======== Task material ========
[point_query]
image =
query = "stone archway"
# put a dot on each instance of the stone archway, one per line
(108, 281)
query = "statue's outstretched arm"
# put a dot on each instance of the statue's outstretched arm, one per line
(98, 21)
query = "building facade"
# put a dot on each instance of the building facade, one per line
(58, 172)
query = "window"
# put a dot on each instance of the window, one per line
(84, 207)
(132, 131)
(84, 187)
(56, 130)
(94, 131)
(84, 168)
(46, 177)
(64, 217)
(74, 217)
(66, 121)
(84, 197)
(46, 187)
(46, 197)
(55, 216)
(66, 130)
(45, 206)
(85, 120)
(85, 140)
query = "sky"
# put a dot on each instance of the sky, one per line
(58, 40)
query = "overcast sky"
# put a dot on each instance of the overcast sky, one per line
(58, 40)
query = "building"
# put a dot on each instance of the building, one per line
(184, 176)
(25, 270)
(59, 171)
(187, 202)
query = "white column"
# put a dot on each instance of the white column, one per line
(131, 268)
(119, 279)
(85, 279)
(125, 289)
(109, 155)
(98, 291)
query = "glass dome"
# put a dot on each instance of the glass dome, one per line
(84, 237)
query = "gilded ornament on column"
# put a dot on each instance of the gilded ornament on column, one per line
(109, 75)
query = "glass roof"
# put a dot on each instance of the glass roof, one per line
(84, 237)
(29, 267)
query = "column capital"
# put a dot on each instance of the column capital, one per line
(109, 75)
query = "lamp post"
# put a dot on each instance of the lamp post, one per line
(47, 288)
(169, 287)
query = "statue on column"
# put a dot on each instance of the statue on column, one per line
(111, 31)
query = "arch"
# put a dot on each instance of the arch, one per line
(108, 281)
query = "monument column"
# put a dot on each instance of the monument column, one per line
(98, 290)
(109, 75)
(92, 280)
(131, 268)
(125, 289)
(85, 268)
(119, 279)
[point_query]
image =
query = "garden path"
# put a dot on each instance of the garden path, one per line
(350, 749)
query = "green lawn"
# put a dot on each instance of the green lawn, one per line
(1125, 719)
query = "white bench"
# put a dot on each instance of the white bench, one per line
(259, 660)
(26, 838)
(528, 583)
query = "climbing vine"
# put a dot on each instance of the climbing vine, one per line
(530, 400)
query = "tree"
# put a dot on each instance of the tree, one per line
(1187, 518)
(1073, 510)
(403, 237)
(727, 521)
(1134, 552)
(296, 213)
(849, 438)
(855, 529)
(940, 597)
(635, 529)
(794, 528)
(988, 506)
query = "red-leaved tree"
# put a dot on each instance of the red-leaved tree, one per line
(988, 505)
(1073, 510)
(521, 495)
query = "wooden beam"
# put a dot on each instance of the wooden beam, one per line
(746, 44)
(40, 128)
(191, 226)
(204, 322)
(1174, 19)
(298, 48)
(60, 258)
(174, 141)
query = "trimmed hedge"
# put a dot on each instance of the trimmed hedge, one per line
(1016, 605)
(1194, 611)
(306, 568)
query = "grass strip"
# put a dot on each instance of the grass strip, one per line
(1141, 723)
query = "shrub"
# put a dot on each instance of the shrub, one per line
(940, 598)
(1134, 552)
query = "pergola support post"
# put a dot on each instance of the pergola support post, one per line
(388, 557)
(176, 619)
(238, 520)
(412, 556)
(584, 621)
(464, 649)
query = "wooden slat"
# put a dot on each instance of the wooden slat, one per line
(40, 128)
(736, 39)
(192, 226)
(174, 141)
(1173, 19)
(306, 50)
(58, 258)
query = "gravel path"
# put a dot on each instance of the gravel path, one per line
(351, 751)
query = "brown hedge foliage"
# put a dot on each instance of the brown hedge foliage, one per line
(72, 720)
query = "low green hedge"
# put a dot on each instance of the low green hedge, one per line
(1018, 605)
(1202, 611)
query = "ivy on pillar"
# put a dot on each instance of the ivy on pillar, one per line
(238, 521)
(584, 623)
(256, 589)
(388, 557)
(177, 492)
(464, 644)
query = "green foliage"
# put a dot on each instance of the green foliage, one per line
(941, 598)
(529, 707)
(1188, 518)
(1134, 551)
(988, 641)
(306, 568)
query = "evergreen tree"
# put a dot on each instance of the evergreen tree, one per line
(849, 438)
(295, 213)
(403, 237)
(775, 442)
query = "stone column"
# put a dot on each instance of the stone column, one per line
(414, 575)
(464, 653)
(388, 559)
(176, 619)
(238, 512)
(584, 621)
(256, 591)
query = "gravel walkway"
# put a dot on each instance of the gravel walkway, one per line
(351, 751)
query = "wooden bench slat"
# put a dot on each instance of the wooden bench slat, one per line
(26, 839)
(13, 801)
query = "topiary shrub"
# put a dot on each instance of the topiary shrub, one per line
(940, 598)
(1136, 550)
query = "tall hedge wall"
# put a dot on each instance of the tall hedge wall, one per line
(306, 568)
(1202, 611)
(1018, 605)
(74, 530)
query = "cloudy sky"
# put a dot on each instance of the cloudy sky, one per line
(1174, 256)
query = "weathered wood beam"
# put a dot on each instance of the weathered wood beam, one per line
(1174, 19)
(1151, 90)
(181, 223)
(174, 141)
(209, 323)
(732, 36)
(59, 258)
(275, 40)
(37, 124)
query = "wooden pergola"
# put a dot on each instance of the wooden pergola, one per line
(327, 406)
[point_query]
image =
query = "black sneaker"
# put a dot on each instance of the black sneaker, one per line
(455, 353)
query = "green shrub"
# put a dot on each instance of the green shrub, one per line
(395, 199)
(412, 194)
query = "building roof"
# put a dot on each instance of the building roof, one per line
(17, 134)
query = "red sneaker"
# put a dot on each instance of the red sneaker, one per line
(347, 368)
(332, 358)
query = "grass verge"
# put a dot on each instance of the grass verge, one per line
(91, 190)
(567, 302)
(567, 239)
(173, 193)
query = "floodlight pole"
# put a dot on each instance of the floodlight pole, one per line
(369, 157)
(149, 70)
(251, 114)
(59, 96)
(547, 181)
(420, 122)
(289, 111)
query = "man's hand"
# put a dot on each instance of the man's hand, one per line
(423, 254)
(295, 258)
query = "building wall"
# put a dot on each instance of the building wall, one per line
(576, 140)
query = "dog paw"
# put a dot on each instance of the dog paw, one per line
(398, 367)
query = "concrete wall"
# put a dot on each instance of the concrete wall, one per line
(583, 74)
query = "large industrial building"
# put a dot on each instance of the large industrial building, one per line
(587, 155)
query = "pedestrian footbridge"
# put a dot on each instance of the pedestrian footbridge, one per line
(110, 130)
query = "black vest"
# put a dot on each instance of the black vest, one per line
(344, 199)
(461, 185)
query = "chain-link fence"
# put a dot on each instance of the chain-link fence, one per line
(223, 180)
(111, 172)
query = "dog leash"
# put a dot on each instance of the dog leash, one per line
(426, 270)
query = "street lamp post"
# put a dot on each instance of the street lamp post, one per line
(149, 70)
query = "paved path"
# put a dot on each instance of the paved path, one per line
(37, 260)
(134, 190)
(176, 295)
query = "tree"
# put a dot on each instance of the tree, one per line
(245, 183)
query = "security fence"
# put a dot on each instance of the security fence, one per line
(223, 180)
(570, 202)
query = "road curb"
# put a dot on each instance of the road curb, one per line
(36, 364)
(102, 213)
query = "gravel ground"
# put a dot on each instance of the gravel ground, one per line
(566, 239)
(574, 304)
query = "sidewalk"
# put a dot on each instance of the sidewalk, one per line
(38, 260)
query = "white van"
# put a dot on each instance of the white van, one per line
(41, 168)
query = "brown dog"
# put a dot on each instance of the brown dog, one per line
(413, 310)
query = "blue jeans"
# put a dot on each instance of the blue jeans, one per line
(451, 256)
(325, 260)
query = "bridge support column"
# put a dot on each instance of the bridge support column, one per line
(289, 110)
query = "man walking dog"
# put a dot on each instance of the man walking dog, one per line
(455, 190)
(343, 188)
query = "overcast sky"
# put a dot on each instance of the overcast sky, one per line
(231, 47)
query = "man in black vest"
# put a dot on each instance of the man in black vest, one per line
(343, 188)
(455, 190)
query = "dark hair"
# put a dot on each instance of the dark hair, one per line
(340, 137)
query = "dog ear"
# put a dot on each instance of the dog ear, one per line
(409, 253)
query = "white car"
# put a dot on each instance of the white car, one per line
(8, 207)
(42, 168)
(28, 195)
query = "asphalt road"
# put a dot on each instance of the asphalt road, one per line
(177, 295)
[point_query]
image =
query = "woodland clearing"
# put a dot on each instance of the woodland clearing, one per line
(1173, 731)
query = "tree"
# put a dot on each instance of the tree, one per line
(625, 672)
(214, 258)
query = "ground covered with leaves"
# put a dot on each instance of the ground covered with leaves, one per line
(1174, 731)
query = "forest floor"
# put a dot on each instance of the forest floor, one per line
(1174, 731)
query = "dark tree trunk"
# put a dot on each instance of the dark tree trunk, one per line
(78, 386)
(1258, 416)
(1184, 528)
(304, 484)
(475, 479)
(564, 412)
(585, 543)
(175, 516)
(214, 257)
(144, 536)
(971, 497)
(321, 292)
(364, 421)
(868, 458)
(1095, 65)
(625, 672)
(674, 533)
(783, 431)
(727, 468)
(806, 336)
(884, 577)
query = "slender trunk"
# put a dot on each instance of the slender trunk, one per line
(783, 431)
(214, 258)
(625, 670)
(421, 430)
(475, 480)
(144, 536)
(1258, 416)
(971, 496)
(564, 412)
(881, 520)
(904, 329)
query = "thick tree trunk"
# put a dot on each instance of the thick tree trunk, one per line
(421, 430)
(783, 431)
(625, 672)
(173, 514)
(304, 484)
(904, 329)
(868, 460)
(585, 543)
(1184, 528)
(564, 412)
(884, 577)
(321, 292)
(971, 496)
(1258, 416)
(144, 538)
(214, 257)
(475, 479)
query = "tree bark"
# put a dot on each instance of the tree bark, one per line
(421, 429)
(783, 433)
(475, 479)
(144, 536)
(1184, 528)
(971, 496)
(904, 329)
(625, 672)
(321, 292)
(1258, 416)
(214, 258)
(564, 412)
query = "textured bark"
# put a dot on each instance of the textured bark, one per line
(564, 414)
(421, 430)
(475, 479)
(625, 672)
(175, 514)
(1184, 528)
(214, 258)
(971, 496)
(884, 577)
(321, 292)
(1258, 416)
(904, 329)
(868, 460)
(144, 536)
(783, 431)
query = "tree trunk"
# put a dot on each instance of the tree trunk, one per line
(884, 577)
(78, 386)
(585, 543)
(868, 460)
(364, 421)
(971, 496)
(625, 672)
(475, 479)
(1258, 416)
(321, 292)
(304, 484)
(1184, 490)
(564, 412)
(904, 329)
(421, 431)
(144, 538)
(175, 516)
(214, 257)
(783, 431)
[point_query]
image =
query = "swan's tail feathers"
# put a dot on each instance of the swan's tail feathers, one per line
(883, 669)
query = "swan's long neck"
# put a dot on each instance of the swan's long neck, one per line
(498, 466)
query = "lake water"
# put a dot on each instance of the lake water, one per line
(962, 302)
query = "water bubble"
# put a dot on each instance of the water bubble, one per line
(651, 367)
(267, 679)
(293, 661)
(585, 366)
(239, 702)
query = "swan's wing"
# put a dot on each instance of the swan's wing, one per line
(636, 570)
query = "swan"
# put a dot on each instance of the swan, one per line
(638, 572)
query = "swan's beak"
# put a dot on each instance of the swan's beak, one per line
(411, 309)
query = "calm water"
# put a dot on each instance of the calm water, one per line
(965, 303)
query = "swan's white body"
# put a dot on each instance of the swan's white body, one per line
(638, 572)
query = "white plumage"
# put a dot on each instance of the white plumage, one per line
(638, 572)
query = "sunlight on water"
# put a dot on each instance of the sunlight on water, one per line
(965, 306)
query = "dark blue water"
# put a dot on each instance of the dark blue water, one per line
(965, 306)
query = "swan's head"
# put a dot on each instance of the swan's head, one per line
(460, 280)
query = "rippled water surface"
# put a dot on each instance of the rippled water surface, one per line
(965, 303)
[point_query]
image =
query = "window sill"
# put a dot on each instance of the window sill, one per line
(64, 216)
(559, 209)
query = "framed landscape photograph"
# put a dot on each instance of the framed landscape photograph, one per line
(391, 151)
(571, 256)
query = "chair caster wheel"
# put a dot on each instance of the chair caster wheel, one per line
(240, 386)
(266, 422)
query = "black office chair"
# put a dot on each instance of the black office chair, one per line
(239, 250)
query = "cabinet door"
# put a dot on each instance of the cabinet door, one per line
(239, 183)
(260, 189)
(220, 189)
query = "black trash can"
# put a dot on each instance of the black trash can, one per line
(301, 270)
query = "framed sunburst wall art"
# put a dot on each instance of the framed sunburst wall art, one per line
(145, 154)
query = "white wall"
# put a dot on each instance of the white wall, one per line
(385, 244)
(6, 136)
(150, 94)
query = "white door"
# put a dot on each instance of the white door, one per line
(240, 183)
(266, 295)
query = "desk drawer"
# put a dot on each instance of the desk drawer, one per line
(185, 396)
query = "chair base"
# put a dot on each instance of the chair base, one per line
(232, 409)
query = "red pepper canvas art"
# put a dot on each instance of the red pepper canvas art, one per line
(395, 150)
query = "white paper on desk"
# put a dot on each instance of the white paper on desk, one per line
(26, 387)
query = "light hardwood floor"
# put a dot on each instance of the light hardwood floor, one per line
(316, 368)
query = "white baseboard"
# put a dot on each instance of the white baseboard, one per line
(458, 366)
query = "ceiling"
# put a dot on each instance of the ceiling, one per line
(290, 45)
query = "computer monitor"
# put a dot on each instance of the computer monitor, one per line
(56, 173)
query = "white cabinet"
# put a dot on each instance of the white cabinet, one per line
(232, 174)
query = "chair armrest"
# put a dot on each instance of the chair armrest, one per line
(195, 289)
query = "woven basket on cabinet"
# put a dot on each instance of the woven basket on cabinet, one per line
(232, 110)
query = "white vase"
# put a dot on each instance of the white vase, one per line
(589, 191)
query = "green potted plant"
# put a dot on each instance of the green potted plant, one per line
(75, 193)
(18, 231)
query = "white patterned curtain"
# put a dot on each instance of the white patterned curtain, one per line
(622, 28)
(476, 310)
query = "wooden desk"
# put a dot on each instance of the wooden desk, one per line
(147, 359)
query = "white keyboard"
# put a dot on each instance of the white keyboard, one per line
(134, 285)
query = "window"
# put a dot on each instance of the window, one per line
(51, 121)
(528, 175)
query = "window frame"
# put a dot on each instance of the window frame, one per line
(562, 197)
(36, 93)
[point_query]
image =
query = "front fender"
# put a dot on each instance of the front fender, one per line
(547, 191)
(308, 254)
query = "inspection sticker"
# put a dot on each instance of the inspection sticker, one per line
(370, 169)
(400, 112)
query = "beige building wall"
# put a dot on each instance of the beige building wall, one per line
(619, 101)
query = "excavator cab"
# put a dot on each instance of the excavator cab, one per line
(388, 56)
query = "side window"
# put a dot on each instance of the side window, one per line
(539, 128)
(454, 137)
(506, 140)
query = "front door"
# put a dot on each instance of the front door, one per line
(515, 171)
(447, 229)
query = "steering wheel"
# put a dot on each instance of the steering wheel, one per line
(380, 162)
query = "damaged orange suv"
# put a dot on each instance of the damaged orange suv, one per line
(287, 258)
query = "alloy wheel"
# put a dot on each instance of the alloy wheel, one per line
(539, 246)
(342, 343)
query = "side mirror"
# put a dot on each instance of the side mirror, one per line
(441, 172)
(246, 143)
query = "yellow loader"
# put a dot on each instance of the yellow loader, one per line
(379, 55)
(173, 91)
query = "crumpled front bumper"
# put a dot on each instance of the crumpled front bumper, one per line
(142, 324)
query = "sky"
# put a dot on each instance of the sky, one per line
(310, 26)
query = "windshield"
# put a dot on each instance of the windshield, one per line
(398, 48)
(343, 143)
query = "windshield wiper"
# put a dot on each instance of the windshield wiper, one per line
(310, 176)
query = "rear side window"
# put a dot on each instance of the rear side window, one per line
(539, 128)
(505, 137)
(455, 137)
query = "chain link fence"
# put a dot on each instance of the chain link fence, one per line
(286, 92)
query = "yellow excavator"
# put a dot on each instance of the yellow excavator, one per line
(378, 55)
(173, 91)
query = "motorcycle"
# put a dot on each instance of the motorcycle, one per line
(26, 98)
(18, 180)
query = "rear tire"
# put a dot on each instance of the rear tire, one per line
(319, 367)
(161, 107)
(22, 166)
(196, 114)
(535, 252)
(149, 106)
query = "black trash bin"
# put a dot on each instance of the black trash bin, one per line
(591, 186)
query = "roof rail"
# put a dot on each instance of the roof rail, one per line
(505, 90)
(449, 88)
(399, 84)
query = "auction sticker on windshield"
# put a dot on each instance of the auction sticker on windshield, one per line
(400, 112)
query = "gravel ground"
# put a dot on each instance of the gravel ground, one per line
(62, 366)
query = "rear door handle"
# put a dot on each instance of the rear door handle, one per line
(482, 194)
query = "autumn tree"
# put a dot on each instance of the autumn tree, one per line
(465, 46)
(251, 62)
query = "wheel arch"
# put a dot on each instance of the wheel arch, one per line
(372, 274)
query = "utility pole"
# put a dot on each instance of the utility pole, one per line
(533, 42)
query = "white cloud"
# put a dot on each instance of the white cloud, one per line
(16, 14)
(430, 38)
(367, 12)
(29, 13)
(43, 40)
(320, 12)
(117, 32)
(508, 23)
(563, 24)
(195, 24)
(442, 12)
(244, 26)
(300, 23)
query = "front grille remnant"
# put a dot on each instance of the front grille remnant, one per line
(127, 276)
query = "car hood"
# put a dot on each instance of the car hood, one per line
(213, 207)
========
# Given request
How many lines of the records contain the string "monitor"? Reply with the number only.

# Result for this exercise
2